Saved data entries

•••

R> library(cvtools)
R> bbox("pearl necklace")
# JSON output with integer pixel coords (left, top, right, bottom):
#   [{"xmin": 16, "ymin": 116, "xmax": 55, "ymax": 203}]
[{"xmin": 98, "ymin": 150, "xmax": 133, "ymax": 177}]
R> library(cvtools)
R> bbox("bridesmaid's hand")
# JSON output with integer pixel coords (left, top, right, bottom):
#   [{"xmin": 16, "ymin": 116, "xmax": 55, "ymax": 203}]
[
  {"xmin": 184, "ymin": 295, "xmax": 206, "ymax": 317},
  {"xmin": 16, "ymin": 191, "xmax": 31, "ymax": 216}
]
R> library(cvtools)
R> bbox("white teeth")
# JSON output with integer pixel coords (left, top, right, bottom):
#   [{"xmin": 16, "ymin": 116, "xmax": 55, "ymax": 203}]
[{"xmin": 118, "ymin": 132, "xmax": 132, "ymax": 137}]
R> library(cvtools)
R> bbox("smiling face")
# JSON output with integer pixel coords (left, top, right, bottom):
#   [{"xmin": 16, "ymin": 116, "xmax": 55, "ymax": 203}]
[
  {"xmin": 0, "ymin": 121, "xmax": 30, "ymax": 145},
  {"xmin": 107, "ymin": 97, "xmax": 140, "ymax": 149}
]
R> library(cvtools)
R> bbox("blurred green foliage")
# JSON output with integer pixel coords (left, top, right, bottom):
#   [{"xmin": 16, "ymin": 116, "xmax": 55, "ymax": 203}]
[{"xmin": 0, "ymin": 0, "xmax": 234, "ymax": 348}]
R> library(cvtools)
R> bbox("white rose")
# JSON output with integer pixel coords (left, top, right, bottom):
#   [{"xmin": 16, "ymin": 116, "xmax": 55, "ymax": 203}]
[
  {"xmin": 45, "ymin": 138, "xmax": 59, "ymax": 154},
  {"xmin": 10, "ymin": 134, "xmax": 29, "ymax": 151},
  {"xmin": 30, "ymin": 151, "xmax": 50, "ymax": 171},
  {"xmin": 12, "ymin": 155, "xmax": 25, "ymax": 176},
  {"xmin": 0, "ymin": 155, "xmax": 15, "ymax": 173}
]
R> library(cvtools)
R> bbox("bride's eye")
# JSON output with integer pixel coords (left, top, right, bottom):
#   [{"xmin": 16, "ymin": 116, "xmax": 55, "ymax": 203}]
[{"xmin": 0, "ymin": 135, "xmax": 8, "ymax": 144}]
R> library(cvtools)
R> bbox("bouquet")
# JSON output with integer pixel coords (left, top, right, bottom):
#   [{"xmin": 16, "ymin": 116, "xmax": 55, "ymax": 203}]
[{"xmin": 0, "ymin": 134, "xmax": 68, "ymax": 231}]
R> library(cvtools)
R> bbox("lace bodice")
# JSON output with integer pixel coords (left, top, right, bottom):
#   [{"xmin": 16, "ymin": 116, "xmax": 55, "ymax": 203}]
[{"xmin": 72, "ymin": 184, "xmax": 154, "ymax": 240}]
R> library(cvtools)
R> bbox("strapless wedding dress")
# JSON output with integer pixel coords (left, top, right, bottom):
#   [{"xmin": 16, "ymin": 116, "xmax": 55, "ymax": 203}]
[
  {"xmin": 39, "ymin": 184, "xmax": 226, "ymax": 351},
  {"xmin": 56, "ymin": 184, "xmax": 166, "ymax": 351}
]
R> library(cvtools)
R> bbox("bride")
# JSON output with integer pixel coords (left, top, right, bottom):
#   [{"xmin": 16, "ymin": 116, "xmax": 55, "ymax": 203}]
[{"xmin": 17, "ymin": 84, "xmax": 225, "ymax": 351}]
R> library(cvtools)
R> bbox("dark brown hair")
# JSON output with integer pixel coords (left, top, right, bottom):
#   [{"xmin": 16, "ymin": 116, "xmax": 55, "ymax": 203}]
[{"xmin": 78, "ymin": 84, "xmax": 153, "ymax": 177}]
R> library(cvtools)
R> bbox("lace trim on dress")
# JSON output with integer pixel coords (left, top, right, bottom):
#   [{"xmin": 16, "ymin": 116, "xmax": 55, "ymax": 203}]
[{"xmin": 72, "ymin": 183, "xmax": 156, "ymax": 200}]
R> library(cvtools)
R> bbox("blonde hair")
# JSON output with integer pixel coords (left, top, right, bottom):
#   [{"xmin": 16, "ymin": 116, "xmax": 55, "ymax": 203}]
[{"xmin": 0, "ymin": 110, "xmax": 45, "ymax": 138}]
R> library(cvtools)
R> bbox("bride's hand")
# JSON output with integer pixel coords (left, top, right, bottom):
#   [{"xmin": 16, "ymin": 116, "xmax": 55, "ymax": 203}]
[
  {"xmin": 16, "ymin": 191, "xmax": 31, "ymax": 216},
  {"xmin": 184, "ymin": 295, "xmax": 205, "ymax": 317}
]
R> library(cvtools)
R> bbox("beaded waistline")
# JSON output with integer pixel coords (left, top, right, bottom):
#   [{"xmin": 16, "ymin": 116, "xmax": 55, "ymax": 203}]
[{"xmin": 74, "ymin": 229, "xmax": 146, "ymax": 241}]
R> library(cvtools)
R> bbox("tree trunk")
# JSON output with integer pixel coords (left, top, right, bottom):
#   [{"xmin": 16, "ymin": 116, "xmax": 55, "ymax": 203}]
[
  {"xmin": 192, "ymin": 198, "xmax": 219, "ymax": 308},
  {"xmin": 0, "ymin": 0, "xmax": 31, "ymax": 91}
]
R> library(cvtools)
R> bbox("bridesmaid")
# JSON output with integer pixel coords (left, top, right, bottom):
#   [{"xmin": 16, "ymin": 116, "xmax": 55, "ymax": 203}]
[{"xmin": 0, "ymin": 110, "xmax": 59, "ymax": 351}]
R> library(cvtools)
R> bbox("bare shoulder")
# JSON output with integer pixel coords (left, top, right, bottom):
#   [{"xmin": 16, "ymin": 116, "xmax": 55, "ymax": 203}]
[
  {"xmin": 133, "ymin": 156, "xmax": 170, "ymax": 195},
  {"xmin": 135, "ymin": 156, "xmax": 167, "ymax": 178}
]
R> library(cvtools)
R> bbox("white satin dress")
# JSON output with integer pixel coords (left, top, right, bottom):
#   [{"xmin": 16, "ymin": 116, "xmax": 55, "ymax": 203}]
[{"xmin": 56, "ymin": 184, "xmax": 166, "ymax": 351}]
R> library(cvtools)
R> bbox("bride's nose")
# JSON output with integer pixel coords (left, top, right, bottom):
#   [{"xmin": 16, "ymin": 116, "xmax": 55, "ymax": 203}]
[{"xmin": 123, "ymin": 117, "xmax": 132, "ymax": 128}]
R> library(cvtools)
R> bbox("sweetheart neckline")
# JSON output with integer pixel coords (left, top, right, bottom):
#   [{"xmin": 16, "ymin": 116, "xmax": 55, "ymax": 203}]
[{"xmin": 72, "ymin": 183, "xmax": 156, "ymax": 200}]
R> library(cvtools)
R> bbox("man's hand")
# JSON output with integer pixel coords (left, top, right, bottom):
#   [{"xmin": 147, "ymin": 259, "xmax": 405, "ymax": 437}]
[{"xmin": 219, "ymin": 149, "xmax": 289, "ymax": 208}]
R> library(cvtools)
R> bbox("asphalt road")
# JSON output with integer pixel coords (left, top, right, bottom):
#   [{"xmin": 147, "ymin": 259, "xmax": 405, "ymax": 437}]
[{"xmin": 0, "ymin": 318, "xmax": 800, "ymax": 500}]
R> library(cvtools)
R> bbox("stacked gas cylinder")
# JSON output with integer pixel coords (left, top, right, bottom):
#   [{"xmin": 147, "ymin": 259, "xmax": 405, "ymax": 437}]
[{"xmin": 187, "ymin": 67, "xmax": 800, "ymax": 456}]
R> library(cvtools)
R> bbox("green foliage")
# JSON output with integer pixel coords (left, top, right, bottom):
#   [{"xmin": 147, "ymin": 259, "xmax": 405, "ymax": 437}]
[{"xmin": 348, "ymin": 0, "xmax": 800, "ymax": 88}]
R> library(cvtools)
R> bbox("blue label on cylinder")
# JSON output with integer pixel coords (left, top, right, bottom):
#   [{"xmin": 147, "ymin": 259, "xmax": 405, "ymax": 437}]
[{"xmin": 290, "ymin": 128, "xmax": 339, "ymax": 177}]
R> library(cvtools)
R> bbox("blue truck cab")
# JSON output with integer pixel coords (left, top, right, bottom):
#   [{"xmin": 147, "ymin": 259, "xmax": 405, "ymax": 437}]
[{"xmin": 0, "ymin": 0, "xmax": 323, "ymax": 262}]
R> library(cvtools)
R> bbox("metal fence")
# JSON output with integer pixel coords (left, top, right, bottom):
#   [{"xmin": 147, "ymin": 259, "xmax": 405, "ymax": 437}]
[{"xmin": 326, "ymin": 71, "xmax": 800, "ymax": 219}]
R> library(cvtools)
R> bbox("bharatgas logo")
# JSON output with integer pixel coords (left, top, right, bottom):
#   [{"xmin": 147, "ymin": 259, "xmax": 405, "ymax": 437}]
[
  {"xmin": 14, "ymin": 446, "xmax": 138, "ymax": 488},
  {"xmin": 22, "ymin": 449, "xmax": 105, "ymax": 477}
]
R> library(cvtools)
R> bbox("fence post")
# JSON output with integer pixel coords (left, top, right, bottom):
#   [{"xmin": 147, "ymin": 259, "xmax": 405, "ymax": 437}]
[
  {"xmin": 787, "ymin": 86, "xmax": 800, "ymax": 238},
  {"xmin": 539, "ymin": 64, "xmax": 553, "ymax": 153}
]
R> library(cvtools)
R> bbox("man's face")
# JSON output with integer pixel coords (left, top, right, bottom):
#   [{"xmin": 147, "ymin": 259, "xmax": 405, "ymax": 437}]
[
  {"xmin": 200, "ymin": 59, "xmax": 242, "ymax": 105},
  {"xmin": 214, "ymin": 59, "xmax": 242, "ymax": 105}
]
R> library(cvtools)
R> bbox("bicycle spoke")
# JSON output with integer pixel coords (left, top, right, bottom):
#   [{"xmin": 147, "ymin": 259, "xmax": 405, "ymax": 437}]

•••

■ **WHAT YOU WILL DO**: Please gather every line in the data above that contains the string "dress" and list them.

■ **FULL SOLUTION**:
R> bbox("strapless wedding dress")
R> bbox("lace trim on dress")
R> bbox("white satin dress")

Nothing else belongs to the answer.